:: DOCUMENT EXTRACT ::

SZDWU v Minister for Immigration
[2008] FMCA 151
•29 January 2008
FEDERAL MAGISTRATES COURT OF AUSTRALIA
| SZDWU v MINISTER FOR IMMIGRATION & ANOR | [2008] FMCA 151 |
| MIGRATION – Visa – protection visa – Refugee Review Tribunal – application for review of RRT decision affirming a decision of a delegate of the Minister refusing to grant a protection visa – applicant is a citizen of Malaysia credibility – merits review – no jurisdictional error. |
| Judiciary Act 1903 (Cth), s.39B Migration Act 1958 (Cth), ss.91X, 424A |
| Applicant: | SZDWU |
| First Respondent: | MINISTER FOR IMMIGRATION & CITIZENSHIP |
| Second Respondent: | REFUGEE REVIEW TRIBUNAL |
| File number: | SYG 3111 of 2007 |
| Judgment of: | Scarlett FM |
| Hearing date: | 29 January 2008 |
| Date of last submission: | 29 January 2008 |
| Delivered at: | Sydney |
| Delivered on: | 29 January 2008 |
REPRESENTATION
| Applicant: | In Person |
| Solicitor for the Respondent: | Mr Snell |
| Solicitors for the Respondent: | Sparke Helmore |
ORDERS
The Application is dismissed.
The Applicant is to pay the First Respondent's costs fixed in the sum of $3,500.00.
| FEDERAL MAGISTRATES COURT OF AUSTRALIA AT SYDNEY |
SYG 3111 of 2007
| SZDWU |
Applicant
And
| MINISTER FOR IMMIGRATION & CITIZENSHIP |
First Respondent
| REFUGEE REVIEW TRIBUNAL |
Second Respondent
REASONS FOR JUDGMENT
Application
The Applicant, who is a citizen of Malaysia, asks the Court to review a decision of the Refugee Review Tribunal that was made on 13th May 2004. The Tribunal affirmed the decision of a delegate of the Minister not to grant the Applicant protection.

:: INFORMATION PROVIDED ::
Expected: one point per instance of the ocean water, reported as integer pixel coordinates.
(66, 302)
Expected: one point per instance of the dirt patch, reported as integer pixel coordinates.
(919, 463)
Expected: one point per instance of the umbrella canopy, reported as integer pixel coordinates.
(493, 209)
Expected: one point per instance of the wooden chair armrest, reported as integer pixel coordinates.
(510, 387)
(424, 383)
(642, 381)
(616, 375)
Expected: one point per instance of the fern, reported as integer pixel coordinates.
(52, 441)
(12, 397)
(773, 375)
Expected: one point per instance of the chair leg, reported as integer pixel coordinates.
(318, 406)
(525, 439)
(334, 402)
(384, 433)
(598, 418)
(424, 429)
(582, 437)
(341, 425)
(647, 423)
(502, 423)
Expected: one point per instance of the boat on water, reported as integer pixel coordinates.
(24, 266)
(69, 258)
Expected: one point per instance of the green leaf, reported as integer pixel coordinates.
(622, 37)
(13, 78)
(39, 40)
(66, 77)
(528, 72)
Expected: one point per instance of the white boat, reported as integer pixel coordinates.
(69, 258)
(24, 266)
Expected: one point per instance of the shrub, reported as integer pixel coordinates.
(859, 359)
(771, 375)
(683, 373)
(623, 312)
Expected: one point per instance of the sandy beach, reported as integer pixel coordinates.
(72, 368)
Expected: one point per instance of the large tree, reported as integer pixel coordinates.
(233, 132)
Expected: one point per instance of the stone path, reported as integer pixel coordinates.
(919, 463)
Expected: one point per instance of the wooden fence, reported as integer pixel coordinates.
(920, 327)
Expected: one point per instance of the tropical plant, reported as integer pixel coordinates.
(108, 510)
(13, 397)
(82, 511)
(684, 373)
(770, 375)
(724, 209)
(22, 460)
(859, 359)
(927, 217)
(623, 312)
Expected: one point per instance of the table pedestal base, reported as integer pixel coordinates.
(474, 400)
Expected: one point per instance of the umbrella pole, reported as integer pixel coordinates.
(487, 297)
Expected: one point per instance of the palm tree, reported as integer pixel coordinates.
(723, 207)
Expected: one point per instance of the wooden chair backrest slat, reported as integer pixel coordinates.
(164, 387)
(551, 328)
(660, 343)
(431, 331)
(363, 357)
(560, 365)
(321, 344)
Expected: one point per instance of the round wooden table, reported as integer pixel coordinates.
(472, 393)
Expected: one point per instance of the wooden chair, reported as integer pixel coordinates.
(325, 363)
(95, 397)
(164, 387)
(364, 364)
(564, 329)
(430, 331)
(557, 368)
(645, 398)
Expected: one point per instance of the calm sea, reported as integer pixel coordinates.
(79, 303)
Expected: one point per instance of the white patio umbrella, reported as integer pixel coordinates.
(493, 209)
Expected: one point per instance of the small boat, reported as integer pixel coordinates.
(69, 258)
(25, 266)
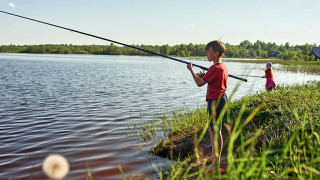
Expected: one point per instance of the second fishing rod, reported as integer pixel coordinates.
(123, 44)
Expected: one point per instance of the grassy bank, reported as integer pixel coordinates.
(268, 135)
(297, 66)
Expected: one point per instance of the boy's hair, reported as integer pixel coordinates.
(217, 46)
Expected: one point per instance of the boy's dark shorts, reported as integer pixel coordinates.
(223, 101)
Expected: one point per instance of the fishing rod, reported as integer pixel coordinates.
(248, 76)
(151, 52)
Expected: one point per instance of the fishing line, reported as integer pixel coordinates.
(151, 52)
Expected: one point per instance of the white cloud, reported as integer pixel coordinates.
(12, 5)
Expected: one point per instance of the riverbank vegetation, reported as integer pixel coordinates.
(272, 135)
(245, 49)
(296, 66)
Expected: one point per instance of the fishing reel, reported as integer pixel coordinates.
(201, 74)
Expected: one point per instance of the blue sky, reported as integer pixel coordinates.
(161, 22)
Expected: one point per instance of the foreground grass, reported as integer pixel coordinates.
(272, 135)
(296, 66)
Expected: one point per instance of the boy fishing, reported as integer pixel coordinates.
(216, 78)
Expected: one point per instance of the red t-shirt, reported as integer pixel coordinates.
(268, 73)
(216, 77)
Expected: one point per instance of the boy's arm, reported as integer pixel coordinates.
(199, 81)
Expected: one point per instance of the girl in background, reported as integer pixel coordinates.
(270, 84)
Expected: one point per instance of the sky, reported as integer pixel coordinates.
(161, 22)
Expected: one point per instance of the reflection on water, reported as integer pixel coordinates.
(80, 106)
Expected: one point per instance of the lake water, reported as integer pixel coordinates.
(81, 106)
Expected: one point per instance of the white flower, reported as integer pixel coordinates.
(55, 166)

:: DIRECTION ::
Name every party to the case in the court judgment, and give each party's role. The lines with the court judgment come from a separate source.

:: ANSWER TO THE EXERCISE ::
SZDWU: Applicant
Minister for Immigration & Citizenship: First Respondent
Refugee Review Tribunal: Second Respondent